**ENUNCIADO**
Según el texto sobre los libros sibilinos, ¿quién quemó esos libros?

**TEXTO PROPORCIONADO**
________

Inquietantes señales anuncian nuevas catástrofes. Llueven piedras; el trigo crece en los árboles y no se puede segar. Hasta pájaros agoreros y nocturnos como las lechuzas sobrevuelan la ciudad. Y un andrógino, incapaz de reproducirse, nace. El fin se acerca.
La guerra civil late sordamente. Un bando acusa al otro de querer fracturar Roma. El bando opuesto ,amenaza, violentamente a veces, con revueltas y edictos ilegales. Uno de los hermanos, Cayo Graco, es asesinado. Los pueblos itálicos acusan a Roma de imponer su voluntad y sus leyes -pese a que éstas pretenden neutralizar las diferencias sociales entre romanos y periféricos latinos.
Es entonces cuando el Senado ordena acudir a los libros sibilinos. Éstos recogen oráculos del dios Apolo a su sacerdotisa, la Sibila de Cumas, años ha, cuando los etruscos mandaban en Roma. Caso por caso, los libros sibilinos interpretan toda clase de señales enigmáticas que aluden al destino que aguarda a Roma, y que solo los dioses conocen. Con los libros sibilinos, debidamente interpretados, se puede intuir qué ocurrirá. Las señales son reveladoras que el porvenir se ha torcido; quizá para siempre.
Nunca sabremos lo que estos libros revelaron -ni lo que podrían decirnos aún hoy. Depositados en el templo de Júpiter Óptimo, fueron quemados, cinco siglos más tarde, por un general vándalo. Sus enseñanzas, si hubiéramos sabido interpretarlas y aplicarlas, se han perdido para siempre.
Pero sí sabemos uno de los consejos que al parecer Apolo contó. Todas las mujeres romanas, todos los romanos, aristócratas y plebeyos, en verdad, tuvieron que tejer un colorido manto para revestir la estatua de culto de la diosa Perséfone, la diosa de los infiernos que, tras el invierno, asciende y anuncia el año nuevo, con la primavera. Hilos de distintos colores y calidades, tramados de múltiples maneras, tejidos al unísono, como una obra colectiva, laboriosamente trabajada, durante la cual las diferencias se anulan, todos, lejos de separarse en bandos enfrentados, decidieron ponerse a trabajar en pos del bien común, sabiendo que si Perséfone no se sentía debidamente arropada, el invierno, y las relaciones congeladas, no se detendrán.

________

**DATOS REGISTRADOS**
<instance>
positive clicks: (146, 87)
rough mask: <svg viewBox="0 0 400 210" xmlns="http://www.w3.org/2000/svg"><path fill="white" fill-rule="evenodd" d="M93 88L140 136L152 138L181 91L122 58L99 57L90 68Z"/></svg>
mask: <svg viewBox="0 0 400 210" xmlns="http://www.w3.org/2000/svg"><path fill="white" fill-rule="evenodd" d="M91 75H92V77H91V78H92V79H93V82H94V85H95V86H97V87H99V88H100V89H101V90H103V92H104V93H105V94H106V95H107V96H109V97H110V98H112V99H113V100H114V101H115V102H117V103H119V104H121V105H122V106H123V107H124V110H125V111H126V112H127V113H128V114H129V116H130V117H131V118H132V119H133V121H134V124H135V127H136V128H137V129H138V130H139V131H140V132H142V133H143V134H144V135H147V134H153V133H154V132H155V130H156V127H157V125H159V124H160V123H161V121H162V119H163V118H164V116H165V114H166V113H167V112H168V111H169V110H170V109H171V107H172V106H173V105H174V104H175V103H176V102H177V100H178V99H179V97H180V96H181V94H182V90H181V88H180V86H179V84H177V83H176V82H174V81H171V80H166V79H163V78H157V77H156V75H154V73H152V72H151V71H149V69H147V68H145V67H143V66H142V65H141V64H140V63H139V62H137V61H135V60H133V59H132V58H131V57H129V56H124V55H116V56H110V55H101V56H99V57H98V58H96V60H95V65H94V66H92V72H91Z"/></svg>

________

**RESPUESTA**
Los quemó un general vándalo, cinco siglos más tarde.